§ **Text segment**
- - - - - - -

I think she's exactly right and the shame is that no one in Congress, no one in this administration has the sense to listen to her. And this is something that I've been calling for, for a year. It's called trickle up economics and it would solve much of the problem certainly in the housing crisis that we are suffering through right now.

Sheila Bair (ph), good for you for having the guts and the character to speak up. We need more people just like you in government. Louise, thank you very much -- Louise Schiavone.

Venezuela's socialist president -- I think he's a socialist -- Hugo Chavez today spoke out about the Wall Street bailout and President Bush. The rather anti-American Chavez ridiculed President Bush and he said quote, "Bush is to the left of me now. Comrade Bush announced he will buy shares in private banks."

This, of course, isn't the first time that Chavez has, if you will, insulted or tweaked President Bush over the past years. Chavez has called the president variously a devil and a donkey, now, comes comrade.

Up next here, the most spirited presidential debate so far and final one they had to do it on the final one and some indications that the race is now tightening. I'll be joined by three of the best political analysts next and troubling evidence that e-voting can cause chaos in some states on Election Day. That special report upcoming. We'll be right back.

(COMMERCIAL BREAK)

DOBBS: The FBI is now investigating ACORN to determine whether this left-wing activist group with ties to Senator Obama promoted voter registration fraud across the country. Government officials tell CNN that the FBI is now looking at state investigations of ACORN to see whether there is a basis for a federal criminal investigation. ACORN tonight says it hasn't been contacted by any federal law enforcement agencies and it says quote, "We're 110 percent confident that any legitimate review of ACORN by any law enforcement entity will determine that the organization has conducted itself properly."

Other allegations of election fraud however tonight all across the country.

As Bill Tucker reports, thousands of convicted felons who are ineligible to vote have somehow found their way on to voter roles.

(BEGIN VIDEOTAPE)

BILL TUCKER, CNN CORRESPONDENT: In Washington State, convicted felons can vote, but only after they completed their sentence and been declared eligible by the court. Yet a recent investigative report by KRO-TV uncovered tens of thousands of ineligible felons on voter registration roles. Many of whom have voted in past elections and an investigation by Florida's "Sun-Sentinel" newspaper found much the same in Florida. Lawyers for the conservative Evergreen Freedom Foundation say the voter registration process is full of holes that create the possibility of fraud and undermines confidence in the system.

- - - - - - -

§ **What you will do**
a. Decide whether each statement agrees with the broadcast transcript, answering yes or no and quoting the words that settle it: (i) Chavez referred to Bush as "comrade." (ii) ACORN says federal law enforcement has contacted it. (iii) Convicted felons in Washington State may never vote.
b. Turn the paragraph of the broadcast transcript that opens "DOBBS: The FBI is now investigating ACORN" into a short bulleted list that keeps its main facts.

§ **Source material**
- - - - - - -

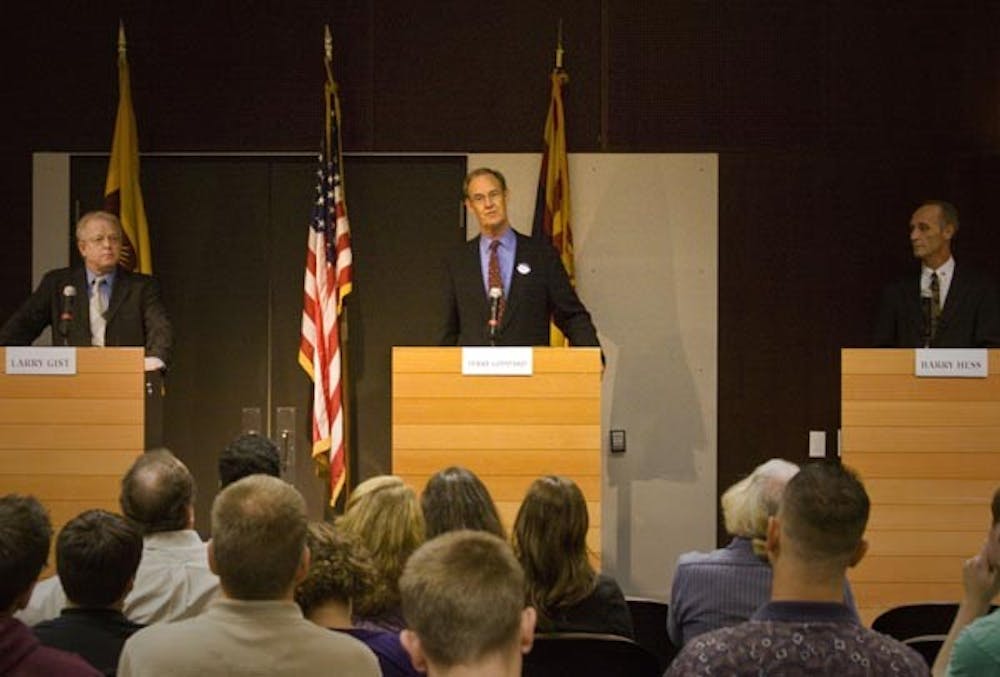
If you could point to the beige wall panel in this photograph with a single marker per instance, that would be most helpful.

- - - - - - -

§ **Answers per task**
a.
(i) Yes: "Comrade Bush announced he will buy shares in private banks."
(ii) No: "ACORN tonight says it hasn't been contacted by any federal law enforcement agencies"
(iii) No: "In Washington State, convicted felons can vote, but only after they completed their sentence and been declared eligible by the court."

b.
- The FBI is investigating ACORN, a left-wing activist group with ties to Senator Obama, to determine whether it promoted voter registration fraud across the country.
- Government officials told CNN that the FBI is examining state investigations of ACORN to see whether there is a basis for a federal criminal investigation.
- ACORN says no federal law enforcement agency has contacted it. It also says it is "110 percent confident" that any legitimate review will find it has conducted itself properly.